*Dataset records*:
** START **

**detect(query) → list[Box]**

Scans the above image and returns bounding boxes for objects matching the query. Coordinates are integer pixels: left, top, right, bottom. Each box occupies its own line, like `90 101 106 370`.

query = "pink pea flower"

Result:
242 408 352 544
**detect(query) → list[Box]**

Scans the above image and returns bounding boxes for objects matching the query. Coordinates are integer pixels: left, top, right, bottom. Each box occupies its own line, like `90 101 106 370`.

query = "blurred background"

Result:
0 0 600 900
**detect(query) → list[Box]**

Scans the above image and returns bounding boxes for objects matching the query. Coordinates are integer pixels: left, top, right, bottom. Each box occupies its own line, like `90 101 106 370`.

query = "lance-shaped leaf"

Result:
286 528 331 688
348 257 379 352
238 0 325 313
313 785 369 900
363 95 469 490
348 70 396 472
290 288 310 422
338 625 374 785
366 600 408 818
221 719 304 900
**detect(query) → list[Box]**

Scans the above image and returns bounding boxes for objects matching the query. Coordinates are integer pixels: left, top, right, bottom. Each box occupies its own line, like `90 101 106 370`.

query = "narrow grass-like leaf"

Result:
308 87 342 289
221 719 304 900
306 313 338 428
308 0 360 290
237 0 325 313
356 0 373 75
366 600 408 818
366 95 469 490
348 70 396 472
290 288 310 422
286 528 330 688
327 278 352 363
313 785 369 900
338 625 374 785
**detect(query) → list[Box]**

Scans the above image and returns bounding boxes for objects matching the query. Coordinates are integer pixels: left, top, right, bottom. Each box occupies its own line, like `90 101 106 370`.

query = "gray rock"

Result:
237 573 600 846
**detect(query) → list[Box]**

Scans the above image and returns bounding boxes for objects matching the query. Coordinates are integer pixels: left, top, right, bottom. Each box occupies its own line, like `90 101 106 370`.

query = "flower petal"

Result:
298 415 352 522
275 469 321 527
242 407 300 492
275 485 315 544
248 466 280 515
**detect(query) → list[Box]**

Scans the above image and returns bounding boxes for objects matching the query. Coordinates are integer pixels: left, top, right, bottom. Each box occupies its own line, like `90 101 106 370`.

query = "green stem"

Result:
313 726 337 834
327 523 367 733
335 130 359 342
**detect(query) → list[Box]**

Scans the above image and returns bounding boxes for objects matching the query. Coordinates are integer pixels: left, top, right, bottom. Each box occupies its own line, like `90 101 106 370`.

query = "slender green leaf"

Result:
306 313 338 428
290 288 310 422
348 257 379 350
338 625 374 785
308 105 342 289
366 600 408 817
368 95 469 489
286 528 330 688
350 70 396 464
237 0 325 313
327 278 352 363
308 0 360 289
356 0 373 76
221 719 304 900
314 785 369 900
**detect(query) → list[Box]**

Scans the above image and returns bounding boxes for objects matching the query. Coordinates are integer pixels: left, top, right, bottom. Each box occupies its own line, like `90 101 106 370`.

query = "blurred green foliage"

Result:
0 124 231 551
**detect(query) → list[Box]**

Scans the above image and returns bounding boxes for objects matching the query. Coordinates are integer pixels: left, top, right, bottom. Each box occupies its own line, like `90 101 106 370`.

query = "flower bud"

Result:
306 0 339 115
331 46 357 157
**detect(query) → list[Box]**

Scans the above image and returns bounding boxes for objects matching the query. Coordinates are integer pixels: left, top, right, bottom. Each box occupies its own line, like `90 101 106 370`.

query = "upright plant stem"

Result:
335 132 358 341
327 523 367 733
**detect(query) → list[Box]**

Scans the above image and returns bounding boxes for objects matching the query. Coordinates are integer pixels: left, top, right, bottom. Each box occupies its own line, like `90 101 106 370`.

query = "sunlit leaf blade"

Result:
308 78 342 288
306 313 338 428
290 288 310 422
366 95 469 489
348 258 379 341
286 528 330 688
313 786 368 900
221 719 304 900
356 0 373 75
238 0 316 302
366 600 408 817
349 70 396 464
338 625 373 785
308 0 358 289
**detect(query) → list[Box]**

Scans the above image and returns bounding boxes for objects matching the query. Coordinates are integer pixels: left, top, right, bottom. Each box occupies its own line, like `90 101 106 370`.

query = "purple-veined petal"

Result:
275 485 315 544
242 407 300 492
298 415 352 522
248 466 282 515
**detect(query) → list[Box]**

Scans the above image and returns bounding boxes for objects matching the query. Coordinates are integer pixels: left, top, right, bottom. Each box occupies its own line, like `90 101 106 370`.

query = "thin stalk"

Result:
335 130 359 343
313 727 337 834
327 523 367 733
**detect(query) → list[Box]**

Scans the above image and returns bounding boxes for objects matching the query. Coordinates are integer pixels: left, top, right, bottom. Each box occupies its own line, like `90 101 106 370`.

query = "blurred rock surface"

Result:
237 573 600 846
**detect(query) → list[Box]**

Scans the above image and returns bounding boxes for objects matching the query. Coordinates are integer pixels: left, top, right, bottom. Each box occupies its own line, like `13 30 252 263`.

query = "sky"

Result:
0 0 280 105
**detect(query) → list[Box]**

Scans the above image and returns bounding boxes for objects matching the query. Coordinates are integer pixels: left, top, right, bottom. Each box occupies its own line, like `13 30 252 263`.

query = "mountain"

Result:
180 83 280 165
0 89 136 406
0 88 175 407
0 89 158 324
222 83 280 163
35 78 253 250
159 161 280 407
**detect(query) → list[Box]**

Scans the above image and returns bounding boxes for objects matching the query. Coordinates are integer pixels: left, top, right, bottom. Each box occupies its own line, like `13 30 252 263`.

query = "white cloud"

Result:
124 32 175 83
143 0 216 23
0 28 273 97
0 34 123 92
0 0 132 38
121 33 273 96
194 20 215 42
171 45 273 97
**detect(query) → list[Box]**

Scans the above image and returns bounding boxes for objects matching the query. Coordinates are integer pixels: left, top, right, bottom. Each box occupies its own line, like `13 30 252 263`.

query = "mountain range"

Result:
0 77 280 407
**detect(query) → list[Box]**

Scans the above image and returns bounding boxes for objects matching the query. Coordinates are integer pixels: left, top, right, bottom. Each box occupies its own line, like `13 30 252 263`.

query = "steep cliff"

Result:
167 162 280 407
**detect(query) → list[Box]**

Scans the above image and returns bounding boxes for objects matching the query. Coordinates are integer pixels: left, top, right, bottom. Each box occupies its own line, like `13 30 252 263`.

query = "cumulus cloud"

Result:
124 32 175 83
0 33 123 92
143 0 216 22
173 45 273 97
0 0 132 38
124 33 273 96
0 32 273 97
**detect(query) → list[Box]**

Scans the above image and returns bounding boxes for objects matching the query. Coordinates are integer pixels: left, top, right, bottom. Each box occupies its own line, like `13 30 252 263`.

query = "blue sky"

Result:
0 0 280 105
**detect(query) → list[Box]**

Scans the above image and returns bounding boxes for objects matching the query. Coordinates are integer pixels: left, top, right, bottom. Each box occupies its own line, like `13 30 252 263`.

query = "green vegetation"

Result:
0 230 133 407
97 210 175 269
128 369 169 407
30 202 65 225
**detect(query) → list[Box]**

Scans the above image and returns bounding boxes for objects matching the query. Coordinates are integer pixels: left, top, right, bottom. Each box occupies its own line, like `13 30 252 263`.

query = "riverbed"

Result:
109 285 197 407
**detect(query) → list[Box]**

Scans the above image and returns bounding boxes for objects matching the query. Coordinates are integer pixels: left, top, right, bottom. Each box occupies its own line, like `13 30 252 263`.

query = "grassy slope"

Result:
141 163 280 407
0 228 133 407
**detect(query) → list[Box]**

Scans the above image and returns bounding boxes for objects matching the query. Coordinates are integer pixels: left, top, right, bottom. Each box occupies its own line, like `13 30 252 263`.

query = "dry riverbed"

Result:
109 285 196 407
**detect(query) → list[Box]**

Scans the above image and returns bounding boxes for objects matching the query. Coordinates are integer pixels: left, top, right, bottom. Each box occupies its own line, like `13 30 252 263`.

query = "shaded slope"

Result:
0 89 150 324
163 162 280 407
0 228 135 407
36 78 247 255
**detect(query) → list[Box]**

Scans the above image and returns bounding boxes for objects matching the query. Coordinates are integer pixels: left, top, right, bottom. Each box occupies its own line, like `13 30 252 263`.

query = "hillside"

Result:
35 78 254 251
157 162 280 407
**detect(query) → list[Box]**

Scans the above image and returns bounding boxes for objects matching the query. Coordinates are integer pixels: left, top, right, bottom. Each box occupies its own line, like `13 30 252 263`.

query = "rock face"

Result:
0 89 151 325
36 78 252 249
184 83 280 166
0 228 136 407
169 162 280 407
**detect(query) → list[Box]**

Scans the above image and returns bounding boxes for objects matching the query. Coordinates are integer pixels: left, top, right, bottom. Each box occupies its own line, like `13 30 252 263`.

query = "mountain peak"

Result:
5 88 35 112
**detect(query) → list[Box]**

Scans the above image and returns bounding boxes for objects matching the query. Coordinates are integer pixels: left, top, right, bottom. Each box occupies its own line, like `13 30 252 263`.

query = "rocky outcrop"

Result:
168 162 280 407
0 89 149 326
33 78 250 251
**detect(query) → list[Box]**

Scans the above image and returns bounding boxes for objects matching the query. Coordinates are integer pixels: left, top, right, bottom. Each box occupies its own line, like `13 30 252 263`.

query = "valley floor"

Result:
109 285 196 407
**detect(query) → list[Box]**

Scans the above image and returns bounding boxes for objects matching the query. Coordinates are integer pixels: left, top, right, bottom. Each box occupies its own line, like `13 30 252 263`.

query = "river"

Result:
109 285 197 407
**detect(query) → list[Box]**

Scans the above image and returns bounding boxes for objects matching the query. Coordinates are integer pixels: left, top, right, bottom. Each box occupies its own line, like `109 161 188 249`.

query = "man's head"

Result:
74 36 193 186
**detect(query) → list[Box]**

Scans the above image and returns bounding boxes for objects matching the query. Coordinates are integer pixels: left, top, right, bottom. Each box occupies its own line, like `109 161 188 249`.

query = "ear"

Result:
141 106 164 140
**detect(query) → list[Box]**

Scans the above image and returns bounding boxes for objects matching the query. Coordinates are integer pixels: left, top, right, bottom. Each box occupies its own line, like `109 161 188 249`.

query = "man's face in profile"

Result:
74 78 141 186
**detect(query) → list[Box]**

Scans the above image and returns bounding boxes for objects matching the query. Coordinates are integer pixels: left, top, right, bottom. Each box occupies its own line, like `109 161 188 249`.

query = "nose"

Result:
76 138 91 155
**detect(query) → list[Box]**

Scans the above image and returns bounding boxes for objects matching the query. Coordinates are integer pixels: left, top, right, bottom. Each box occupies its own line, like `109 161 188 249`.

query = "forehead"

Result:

** END **
** START **

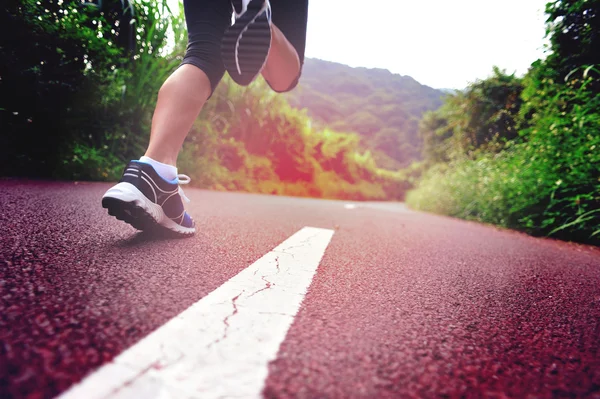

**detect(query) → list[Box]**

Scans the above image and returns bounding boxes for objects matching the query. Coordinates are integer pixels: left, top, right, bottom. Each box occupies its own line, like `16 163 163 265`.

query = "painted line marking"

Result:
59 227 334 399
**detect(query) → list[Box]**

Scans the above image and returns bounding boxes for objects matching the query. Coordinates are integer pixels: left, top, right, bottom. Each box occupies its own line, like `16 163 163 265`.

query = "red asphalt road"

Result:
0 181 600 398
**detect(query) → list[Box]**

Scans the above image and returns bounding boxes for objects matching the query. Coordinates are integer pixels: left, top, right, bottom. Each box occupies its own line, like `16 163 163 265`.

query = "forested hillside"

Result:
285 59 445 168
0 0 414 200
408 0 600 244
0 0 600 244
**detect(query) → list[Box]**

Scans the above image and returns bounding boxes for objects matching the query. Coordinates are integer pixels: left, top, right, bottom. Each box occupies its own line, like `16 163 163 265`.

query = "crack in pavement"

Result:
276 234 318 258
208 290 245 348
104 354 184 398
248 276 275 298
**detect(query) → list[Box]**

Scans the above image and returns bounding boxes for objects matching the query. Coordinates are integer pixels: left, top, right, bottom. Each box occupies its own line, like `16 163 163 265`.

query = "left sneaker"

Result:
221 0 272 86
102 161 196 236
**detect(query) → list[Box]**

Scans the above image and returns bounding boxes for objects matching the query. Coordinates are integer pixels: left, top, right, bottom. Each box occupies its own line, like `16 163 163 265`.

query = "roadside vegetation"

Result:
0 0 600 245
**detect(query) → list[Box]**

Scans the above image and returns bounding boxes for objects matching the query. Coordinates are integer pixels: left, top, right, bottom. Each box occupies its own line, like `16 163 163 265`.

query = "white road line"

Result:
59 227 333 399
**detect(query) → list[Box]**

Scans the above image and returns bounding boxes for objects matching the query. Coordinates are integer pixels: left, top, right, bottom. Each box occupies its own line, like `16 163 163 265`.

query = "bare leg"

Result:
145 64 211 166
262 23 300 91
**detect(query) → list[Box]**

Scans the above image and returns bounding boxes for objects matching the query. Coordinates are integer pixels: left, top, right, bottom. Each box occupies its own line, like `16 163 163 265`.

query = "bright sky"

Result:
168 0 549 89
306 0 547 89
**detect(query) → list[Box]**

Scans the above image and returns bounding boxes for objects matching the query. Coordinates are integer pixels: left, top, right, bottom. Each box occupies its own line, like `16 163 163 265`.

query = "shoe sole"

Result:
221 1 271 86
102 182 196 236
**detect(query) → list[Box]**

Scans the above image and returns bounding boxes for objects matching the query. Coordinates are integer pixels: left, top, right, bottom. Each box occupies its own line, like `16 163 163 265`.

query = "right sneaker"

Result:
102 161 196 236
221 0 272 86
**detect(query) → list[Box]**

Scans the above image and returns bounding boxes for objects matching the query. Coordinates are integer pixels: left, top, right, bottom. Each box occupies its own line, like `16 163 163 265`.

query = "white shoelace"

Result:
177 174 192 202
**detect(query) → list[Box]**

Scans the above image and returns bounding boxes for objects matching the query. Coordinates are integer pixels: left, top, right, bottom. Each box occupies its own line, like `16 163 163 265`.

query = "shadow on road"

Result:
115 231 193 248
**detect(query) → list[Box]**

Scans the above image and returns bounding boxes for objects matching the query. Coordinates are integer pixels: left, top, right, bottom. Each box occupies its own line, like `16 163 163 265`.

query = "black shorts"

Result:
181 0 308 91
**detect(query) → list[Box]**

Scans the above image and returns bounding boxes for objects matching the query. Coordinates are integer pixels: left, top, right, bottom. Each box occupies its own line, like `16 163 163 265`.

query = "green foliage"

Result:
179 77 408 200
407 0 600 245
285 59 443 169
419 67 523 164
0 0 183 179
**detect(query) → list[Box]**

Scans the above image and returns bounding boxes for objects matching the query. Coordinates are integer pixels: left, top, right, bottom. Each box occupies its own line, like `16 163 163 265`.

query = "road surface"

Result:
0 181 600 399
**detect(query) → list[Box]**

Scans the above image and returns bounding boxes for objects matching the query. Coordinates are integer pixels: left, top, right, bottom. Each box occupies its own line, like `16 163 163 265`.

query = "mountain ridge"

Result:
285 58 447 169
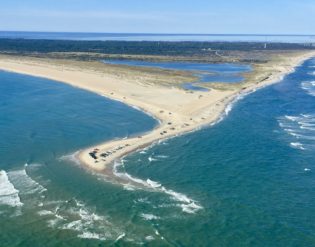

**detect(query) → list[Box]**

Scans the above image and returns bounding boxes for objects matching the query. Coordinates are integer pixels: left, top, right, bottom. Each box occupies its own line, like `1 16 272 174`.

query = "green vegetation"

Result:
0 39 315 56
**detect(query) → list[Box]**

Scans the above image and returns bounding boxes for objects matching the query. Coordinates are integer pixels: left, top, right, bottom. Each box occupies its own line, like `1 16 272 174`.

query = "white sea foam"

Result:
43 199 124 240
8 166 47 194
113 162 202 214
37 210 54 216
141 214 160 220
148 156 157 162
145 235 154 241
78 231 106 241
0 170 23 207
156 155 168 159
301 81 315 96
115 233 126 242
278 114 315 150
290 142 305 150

** END **
** START **

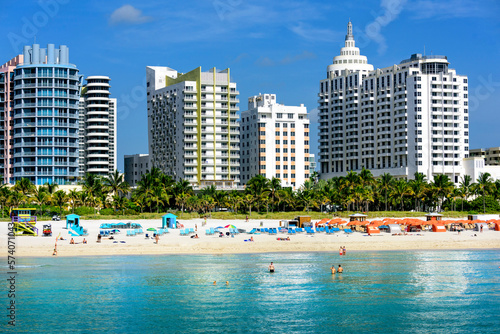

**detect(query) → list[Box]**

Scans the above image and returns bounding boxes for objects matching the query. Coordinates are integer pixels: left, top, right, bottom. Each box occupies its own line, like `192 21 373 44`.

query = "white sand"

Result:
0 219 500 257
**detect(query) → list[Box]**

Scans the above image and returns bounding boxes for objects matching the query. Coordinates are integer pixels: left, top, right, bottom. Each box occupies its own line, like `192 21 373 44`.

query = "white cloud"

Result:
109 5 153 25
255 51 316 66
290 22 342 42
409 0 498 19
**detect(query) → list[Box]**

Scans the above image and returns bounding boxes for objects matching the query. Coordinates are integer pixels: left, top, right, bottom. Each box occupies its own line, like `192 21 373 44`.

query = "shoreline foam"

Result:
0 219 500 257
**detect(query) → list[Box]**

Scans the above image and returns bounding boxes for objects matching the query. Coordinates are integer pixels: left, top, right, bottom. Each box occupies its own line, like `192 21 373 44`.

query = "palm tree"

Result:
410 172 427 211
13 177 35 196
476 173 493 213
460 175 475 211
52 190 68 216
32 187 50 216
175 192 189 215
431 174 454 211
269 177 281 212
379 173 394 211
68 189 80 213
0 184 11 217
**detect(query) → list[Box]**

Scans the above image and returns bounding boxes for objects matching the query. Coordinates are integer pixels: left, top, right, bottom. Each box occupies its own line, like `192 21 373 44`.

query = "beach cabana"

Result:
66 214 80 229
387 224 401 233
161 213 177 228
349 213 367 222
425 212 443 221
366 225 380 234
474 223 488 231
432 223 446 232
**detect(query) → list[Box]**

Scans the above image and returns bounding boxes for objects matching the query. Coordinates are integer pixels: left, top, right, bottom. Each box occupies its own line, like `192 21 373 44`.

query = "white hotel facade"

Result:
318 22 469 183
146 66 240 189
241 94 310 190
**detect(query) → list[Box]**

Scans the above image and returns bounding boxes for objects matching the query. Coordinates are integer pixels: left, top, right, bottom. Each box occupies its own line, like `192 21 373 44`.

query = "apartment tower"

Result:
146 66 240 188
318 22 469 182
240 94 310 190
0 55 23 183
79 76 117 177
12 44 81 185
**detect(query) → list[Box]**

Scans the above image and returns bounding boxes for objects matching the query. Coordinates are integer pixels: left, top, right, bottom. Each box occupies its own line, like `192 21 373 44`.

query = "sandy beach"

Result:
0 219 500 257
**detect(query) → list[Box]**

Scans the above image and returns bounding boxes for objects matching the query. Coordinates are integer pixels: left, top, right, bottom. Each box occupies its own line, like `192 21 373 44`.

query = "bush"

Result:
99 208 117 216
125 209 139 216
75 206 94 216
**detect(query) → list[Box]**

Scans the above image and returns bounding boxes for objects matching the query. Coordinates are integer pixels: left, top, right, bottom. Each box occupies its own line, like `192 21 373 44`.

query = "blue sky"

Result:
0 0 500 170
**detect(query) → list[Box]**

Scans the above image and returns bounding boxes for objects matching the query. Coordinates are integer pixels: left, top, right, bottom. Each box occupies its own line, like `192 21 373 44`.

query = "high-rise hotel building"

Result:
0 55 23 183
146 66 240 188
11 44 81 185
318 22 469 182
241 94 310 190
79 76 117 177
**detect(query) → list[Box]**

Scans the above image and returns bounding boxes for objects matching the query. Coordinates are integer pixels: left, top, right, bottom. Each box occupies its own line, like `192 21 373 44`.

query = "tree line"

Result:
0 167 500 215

** END **

*Exercise details*:
Return each line of the data above that contains the string "beach". Case matters.

*Result for this task*:
query = "beach cabana"
query = "sandy beach"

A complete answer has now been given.